Passage provided:
□ □ □ □ □ □ □

MELBOURNE, May 30 – Australia is one of the best countries in the world to be a child, a UN report has found, but its immunisation rates lag behind parts of the developing world.
The Australian Associated Press said the UN Children’s Fund (UNICEF) has released its State of the World’s Children report for 2013, focusing this year on the fate of children with a disability around the globe.
The report found under-five mortality rates in Australia had dropped steadily over the four decades to 2011, from 21 per 1,000 children born to five.
That put Australia well ahead of the east Asia and Pacific average under-five mortality rate of 20 per 1,000 children born in 2011.
Australian children also fared comparatively well when it came to education, exploitation and poverty indicators.
But immunisation coverage in Australia was only 94 per cent for measles and 92 per cent for diphtheria, pertussis, tetanus, polio, hepatitis B and haemophilus influenzae.

□ □ □ □ □ □ □

Data records
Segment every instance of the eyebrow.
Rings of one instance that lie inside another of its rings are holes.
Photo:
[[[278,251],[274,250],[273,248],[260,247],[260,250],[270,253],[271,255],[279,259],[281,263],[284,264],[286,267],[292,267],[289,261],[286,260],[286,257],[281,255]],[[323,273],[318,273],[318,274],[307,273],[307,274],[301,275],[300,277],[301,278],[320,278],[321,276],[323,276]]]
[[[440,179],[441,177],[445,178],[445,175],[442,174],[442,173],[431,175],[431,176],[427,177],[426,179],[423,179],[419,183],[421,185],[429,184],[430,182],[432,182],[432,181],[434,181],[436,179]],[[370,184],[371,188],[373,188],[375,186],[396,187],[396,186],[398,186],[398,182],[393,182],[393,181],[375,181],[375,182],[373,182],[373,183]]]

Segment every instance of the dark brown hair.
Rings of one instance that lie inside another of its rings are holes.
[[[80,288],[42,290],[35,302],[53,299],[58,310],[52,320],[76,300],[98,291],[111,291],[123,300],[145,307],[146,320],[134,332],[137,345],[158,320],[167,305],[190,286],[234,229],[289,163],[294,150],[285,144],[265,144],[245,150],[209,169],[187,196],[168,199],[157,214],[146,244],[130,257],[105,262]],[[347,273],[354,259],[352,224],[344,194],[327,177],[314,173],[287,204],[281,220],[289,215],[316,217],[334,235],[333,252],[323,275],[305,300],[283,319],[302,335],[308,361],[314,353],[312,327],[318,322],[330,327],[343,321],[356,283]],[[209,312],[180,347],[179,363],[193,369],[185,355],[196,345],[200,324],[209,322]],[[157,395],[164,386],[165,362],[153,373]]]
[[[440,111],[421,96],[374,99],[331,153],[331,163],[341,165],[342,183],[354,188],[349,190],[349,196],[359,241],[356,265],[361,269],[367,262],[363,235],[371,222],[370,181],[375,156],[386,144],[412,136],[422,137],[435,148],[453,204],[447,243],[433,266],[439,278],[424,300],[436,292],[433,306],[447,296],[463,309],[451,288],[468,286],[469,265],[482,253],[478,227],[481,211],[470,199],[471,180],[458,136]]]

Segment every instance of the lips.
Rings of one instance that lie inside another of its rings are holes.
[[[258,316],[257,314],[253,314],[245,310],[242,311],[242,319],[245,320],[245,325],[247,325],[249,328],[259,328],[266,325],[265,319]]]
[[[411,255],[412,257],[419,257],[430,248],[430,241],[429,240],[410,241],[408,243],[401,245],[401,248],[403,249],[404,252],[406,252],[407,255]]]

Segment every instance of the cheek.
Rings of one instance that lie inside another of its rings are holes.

□ □ □ □ □ □ □

Exercise set:
a. What measles immunisation coverage does the news report give for Australia?
b. Reproduce the passage of the news report starting at "MELBOURNE, May 30" and ending at "and poverty indicators.".
None of the data records are needed here.

Results:
a. 94 per cent

b.
MELBOURNE, May 30 – Australia is one of the best countries in the world to be a child, a UN report has found, but its immunisation rates lag behind parts of the developing world.
The Australian Associated Press said the UN Children’s Fund (UNICEF) has released its State of the World’s Children report for 2013, focusing this year on the fate of children with a disability around the globe.
The report found under-five mortality rates in Australia had dropped steadily over the four decades to 2011, from 21 per 1,000 children born to five.
That put Australia well ahead of the east Asia and Pacific average under-five mortality rate of 20 per 1,000 children born in 2011.
Australian children also fared comparatively well when it came to education, exploitation and poverty indicators.